- REQUEST:
Take everything from the line containing "Return the mask of every instance of the green" down to the line containing "52 121 L 54", swap "green grass lawn" for "green grass field", and give back only those lines with nothing else changed.

- MATERIAL PROVIDED:
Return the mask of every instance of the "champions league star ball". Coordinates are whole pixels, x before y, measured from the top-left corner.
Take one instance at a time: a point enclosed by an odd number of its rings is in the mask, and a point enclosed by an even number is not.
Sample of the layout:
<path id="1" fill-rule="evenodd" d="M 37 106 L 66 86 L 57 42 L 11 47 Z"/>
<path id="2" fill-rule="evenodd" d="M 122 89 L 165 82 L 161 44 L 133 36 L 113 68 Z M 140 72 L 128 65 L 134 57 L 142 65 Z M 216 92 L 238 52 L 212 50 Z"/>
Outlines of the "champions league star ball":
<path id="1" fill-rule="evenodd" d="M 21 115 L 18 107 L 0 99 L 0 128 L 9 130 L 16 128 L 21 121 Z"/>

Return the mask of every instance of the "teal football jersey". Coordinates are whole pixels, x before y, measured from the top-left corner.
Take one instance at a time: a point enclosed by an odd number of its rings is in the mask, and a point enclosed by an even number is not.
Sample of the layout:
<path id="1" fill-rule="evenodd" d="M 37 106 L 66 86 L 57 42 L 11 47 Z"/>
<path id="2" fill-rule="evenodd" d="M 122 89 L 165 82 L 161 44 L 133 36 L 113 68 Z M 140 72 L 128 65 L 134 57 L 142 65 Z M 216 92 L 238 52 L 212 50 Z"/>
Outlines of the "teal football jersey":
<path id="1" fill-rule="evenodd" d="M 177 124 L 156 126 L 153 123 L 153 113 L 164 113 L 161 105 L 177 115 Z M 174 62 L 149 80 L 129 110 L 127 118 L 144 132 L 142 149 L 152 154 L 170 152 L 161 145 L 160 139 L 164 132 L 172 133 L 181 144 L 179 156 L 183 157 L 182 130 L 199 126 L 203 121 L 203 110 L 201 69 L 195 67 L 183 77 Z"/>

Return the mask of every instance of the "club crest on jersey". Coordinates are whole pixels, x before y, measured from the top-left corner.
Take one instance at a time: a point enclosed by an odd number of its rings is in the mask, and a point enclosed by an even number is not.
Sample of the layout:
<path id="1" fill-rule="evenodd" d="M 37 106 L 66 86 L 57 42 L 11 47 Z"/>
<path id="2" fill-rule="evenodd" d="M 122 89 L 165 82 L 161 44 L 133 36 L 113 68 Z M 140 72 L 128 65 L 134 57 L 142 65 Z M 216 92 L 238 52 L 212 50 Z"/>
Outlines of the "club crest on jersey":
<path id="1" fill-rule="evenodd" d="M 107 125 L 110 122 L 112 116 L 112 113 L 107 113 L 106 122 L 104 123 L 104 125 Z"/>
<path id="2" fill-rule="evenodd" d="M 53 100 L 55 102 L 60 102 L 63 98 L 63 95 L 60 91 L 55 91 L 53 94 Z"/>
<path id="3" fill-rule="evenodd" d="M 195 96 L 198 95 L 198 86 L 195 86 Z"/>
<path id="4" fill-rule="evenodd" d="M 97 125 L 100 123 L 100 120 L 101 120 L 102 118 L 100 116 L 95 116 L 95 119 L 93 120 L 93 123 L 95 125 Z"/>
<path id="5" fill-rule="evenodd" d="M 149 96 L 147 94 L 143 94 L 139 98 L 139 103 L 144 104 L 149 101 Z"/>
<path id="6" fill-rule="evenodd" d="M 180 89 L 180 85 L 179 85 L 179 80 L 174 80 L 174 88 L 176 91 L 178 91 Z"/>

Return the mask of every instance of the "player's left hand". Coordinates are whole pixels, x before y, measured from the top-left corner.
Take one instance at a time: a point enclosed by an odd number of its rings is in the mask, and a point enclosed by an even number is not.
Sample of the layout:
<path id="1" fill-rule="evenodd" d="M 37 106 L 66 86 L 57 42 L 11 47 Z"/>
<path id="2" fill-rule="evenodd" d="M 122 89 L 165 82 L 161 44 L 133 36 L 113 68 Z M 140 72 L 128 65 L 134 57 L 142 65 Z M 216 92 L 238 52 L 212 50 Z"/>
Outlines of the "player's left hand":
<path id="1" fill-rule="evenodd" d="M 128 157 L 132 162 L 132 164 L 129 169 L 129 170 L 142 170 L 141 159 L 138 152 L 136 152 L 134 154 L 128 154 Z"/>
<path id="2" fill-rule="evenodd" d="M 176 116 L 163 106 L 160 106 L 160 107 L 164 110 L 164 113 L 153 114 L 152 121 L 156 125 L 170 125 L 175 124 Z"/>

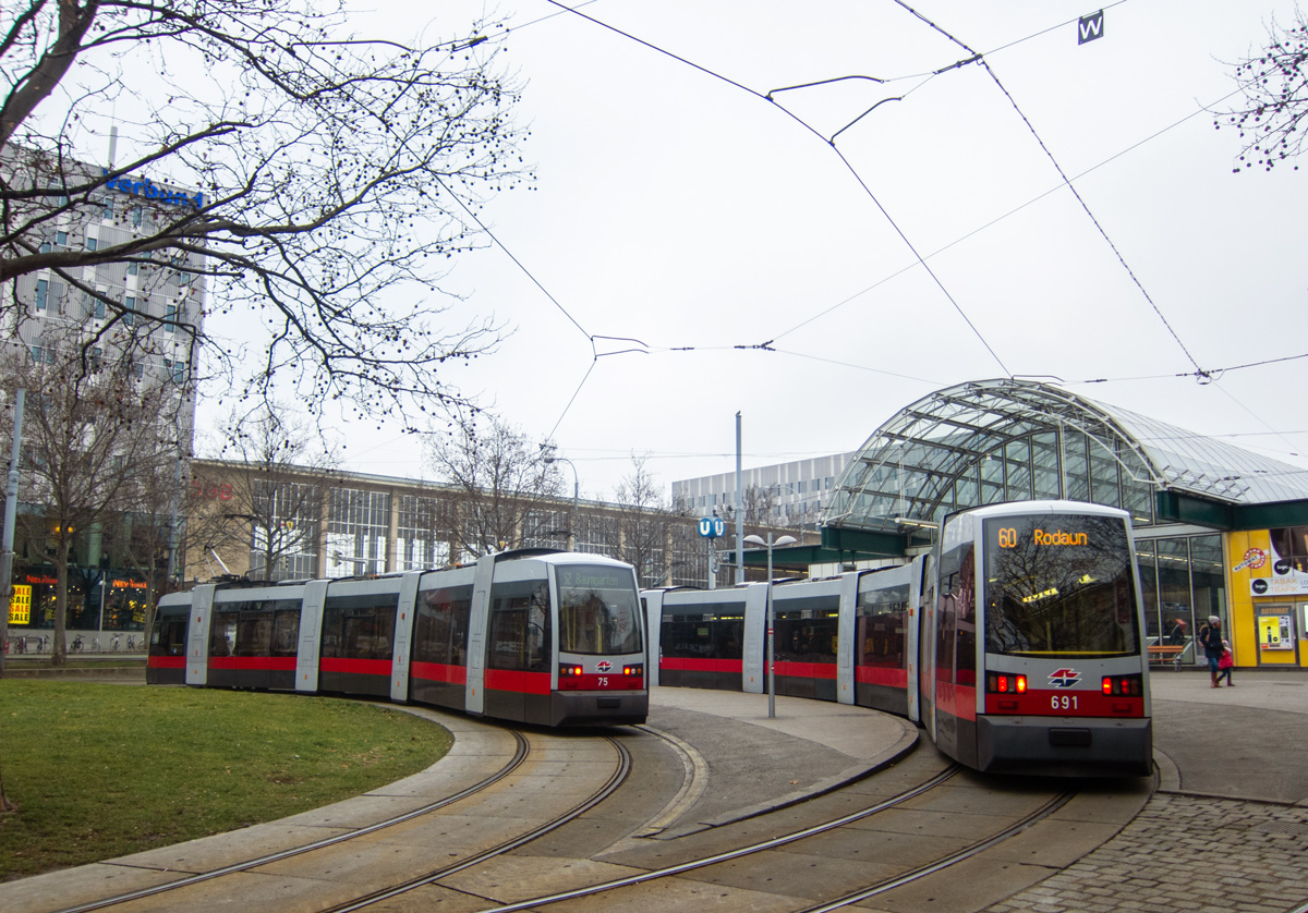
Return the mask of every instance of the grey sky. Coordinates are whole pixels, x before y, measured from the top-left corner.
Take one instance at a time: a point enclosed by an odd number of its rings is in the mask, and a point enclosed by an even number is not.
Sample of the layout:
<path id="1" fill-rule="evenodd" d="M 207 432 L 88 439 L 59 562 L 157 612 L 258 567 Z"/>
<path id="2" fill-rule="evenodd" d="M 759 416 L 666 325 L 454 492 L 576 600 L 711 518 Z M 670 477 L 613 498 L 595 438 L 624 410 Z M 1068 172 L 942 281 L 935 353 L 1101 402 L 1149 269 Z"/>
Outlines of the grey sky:
<path id="1" fill-rule="evenodd" d="M 496 247 L 458 262 L 462 313 L 515 332 L 451 381 L 552 434 L 590 496 L 633 451 L 664 484 L 729 471 L 738 409 L 757 466 L 853 450 L 933 390 L 1010 373 L 1308 466 L 1308 360 L 1177 377 L 1308 353 L 1308 177 L 1232 174 L 1237 136 L 1202 111 L 1292 4 L 1126 0 L 1083 46 L 1084 4 L 913 8 L 582 8 L 641 44 L 543 0 L 500 7 L 538 183 L 483 217 L 531 275 Z M 358 30 L 407 37 L 432 9 L 382 3 Z M 432 41 L 483 7 L 438 9 Z M 930 76 L 971 56 L 942 30 L 990 72 Z M 842 76 L 889 81 L 761 97 Z M 883 98 L 901 101 L 849 126 Z M 348 436 L 352 468 L 421 472 L 398 432 Z"/>

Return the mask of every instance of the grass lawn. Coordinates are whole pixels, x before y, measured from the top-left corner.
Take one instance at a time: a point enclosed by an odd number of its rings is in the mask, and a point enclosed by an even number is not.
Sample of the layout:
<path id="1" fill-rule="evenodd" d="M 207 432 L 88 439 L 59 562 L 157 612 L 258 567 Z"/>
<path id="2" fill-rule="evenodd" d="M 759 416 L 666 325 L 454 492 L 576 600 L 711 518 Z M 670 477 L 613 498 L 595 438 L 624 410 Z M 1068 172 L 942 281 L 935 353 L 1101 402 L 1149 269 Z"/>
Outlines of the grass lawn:
<path id="1" fill-rule="evenodd" d="M 0 679 L 0 880 L 271 821 L 430 767 L 441 726 L 358 701 Z"/>

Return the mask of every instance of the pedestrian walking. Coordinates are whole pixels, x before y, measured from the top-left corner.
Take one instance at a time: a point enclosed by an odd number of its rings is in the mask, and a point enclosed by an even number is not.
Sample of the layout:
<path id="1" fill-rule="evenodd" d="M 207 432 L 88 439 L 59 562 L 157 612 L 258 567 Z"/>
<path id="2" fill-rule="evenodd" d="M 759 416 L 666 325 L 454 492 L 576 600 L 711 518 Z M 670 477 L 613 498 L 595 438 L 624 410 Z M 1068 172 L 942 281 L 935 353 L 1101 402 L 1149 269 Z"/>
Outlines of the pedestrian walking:
<path id="1" fill-rule="evenodd" d="M 1226 649 L 1226 641 L 1222 640 L 1222 619 L 1216 615 L 1209 616 L 1209 623 L 1199 628 L 1197 640 L 1203 645 L 1203 655 L 1209 661 L 1209 674 L 1213 678 L 1213 687 L 1220 688 L 1218 684 L 1218 663 L 1222 662 L 1222 650 Z"/>
<path id="2" fill-rule="evenodd" d="M 1222 641 L 1222 658 L 1218 659 L 1218 684 L 1222 684 L 1222 679 L 1226 679 L 1227 687 L 1235 688 L 1235 681 L 1231 680 L 1232 668 L 1235 668 L 1235 654 L 1231 653 L 1231 642 Z"/>

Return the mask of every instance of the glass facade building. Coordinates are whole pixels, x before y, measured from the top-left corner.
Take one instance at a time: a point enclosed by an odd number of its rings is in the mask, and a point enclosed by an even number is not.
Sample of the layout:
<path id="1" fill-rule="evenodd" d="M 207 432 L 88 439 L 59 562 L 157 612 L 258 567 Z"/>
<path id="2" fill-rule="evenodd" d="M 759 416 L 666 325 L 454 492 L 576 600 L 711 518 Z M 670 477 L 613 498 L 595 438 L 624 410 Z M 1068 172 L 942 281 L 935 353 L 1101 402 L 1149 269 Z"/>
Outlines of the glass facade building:
<path id="1" fill-rule="evenodd" d="M 1308 498 L 1308 471 L 1048 383 L 939 390 L 878 428 L 836 484 L 824 523 L 906 534 L 1001 501 L 1067 498 L 1130 513 L 1150 642 L 1182 647 L 1210 615 L 1230 630 L 1223 534 L 1158 515 L 1158 494 L 1227 505 Z"/>

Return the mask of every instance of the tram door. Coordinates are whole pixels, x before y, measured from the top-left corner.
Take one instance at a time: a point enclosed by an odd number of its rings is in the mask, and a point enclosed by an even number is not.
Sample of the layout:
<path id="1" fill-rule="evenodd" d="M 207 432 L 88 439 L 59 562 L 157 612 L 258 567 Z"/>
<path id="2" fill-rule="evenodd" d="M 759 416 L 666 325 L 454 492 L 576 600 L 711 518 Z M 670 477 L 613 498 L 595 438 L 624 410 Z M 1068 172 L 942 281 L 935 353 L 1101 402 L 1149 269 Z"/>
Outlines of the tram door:
<path id="1" fill-rule="evenodd" d="M 858 688 L 854 680 L 854 650 L 858 649 L 858 572 L 841 574 L 840 615 L 836 629 L 836 700 L 853 704 Z"/>
<path id="2" fill-rule="evenodd" d="M 744 644 L 742 688 L 749 695 L 768 692 L 768 595 L 772 583 L 751 583 L 744 590 Z"/>
<path id="3" fill-rule="evenodd" d="M 935 742 L 935 593 L 938 586 L 935 556 L 929 555 L 926 570 L 922 573 L 922 602 L 917 612 L 921 623 L 917 632 L 917 698 L 922 714 L 922 727 L 933 742 Z"/>
<path id="4" fill-rule="evenodd" d="M 468 671 L 463 709 L 485 713 L 487 616 L 490 613 L 490 582 L 494 556 L 483 555 L 472 576 L 472 608 L 468 616 Z"/>

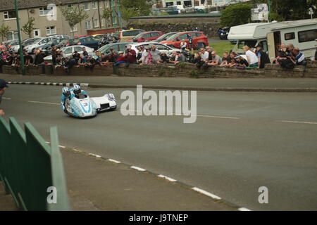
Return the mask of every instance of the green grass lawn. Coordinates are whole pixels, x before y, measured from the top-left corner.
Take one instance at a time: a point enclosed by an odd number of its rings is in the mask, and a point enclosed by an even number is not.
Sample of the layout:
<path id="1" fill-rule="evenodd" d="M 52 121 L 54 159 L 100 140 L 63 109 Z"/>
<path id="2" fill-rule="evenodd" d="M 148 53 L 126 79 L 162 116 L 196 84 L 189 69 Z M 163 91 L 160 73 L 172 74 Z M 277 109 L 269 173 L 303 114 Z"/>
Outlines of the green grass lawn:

- REPLY TO THE EXERCISE:
Return the mask of every instance of the green grass field. Coordinates are whole pixels, x before y, measured from the top-left corner.
Take one instance at a time: a point enclosed by an odd number of its rings is in the mask, and a point enclosed by an even number is not.
Sample of the layout:
<path id="1" fill-rule="evenodd" d="M 52 121 L 54 159 L 100 140 L 63 109 Z"/>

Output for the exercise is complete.